Extracted data entries
=-=-=

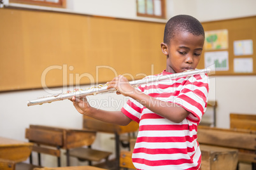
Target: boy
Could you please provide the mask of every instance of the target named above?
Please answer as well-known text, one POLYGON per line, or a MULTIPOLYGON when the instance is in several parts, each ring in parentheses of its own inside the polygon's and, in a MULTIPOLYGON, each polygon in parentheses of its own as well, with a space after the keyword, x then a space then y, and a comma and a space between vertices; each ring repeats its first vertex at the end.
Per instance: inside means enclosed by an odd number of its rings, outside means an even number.
MULTIPOLYGON (((201 56, 204 32, 200 22, 178 15, 166 23, 162 53, 166 55, 166 75, 195 69, 201 56)), ((139 124, 132 154, 138 169, 199 169, 201 151, 197 127, 206 111, 208 77, 202 74, 188 77, 148 83, 134 88, 122 75, 107 82, 118 93, 130 97, 121 111, 91 107, 86 98, 72 101, 77 110, 95 119, 119 125, 132 120, 139 124)))

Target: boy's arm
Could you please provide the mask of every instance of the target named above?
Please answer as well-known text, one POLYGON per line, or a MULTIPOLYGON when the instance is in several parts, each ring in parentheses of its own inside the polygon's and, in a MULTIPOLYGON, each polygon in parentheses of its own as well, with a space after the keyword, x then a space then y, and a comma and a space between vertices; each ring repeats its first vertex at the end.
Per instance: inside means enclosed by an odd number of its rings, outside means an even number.
POLYGON ((72 98, 76 109, 82 114, 97 120, 121 126, 127 125, 132 121, 121 111, 106 111, 90 106, 86 97, 72 98))
POLYGON ((108 88, 115 88, 119 93, 134 99, 153 112, 174 122, 181 122, 190 114, 178 105, 161 101, 141 93, 131 86, 127 79, 122 75, 114 78, 108 84, 108 88))

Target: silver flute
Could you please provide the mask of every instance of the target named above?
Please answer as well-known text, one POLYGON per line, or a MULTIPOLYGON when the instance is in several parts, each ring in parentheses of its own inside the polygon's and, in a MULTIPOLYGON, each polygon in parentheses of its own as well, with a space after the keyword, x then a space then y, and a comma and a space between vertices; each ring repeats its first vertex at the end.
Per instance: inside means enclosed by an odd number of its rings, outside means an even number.
MULTIPOLYGON (((176 74, 159 75, 153 77, 152 78, 150 77, 148 79, 143 79, 136 81, 129 81, 129 82, 132 86, 138 86, 139 85, 146 84, 147 83, 157 82, 166 79, 173 79, 175 78, 192 76, 196 74, 210 73, 210 71, 211 70, 210 68, 206 68, 204 69, 188 70, 187 72, 180 72, 176 74)), ((97 87, 93 86, 87 88, 85 90, 78 90, 71 93, 59 93, 56 95, 45 96, 43 97, 38 98, 37 99, 33 100, 27 101, 27 106, 41 105, 46 103, 51 103, 55 101, 63 100, 65 99, 71 99, 74 96, 76 97, 81 97, 89 95, 96 95, 97 94, 104 93, 113 93, 117 91, 117 90, 115 88, 110 88, 110 89, 107 88, 108 88, 108 84, 106 84, 104 86, 100 84, 97 87)))

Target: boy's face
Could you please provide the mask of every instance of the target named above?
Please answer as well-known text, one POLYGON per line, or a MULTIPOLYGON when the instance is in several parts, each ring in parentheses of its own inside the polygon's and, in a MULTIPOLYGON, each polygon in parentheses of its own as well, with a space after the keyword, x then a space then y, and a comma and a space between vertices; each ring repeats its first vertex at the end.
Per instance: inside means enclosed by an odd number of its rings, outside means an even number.
POLYGON ((180 31, 170 41, 169 45, 161 43, 162 51, 167 57, 166 72, 182 72, 195 69, 199 62, 204 38, 180 31))

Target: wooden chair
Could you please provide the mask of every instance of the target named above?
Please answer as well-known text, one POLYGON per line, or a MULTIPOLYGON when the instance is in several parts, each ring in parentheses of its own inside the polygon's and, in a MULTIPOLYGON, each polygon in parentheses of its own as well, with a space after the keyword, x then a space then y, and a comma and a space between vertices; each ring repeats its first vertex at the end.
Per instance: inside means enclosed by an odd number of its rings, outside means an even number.
POLYGON ((132 155, 133 149, 134 148, 136 139, 130 140, 131 150, 129 151, 121 150, 120 154, 120 165, 119 166, 125 169, 136 169, 132 163, 132 155))
MULTIPOLYGON (((238 162, 256 163, 256 131, 241 129, 222 129, 199 126, 197 141, 238 150, 238 162)), ((252 169, 255 169, 253 166, 252 169)))
POLYGON ((88 161, 89 166, 92 166, 92 161, 99 162, 105 159, 108 164, 108 157, 111 152, 88 148, 79 147, 69 150, 69 156, 77 158, 80 161, 88 161))
MULTIPOLYGON (((231 113, 229 115, 229 117, 231 129, 256 131, 256 114, 231 113)), ((245 158, 248 157, 248 156, 250 157, 250 155, 252 156, 253 154, 255 155, 256 154, 256 148, 254 152, 252 150, 241 150, 240 154, 239 155, 239 162, 248 162, 248 159, 245 158), (247 157, 245 157, 245 155, 246 155, 247 157)), ((256 169, 256 155, 254 157, 254 160, 255 161, 252 162, 252 169, 253 170, 256 169)), ((238 169, 238 164, 237 169, 238 169)))
POLYGON ((256 131, 256 114, 241 114, 231 113, 230 128, 256 131))
POLYGON ((104 122, 85 115, 83 115, 83 119, 84 129, 115 134, 116 160, 114 169, 119 169, 120 134, 136 132, 139 128, 138 124, 132 121, 127 126, 122 126, 104 122))
MULTIPOLYGON (((41 154, 57 157, 60 166, 60 148, 66 149, 67 165, 69 166, 69 149, 89 146, 95 140, 95 131, 59 127, 31 125, 26 129, 25 138, 34 143, 32 151, 38 153, 38 165, 41 166, 41 154)), ((30 159, 32 164, 32 155, 30 159)))
POLYGON ((0 169, 15 170, 15 161, 0 158, 0 169))

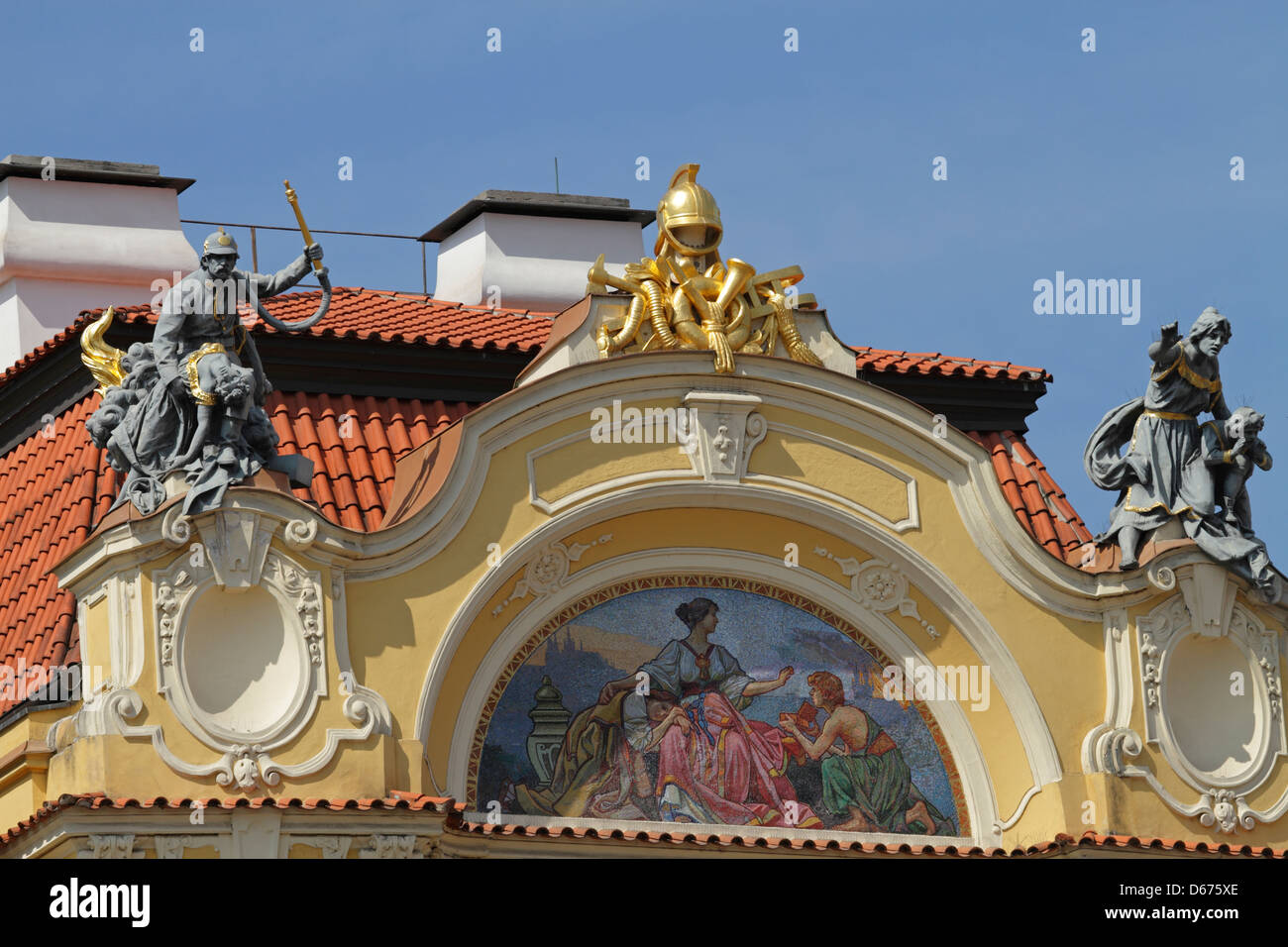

=-=-=

AIM
Return, word for word, the stretch of the listing from the line containing "Target: boy's face" through the line containing "POLYGON ((180 31, 170", including both of those lines.

FINAL RESULT
Target: boy's face
Could you please provide the mask of every instance of the target named above?
Please answer as well-known text, one POLYGON per line, or a MULTIPOLYGON when the instance is in several parts, each ring in parentheses of its own inside the polygon's and, in a MULTIPOLYGON, each polygon in parentheses of its own as well, with a space after the keyword, x then a space then y, and a comma and a space between vertices; each ring repeats its first vertex at the end.
Per instance: inside means enclosed by an odd number of its rings, outside means an even number.
POLYGON ((180 31, 170 41, 169 45, 161 43, 162 51, 167 57, 166 72, 182 72, 195 69, 199 62, 204 38, 180 31))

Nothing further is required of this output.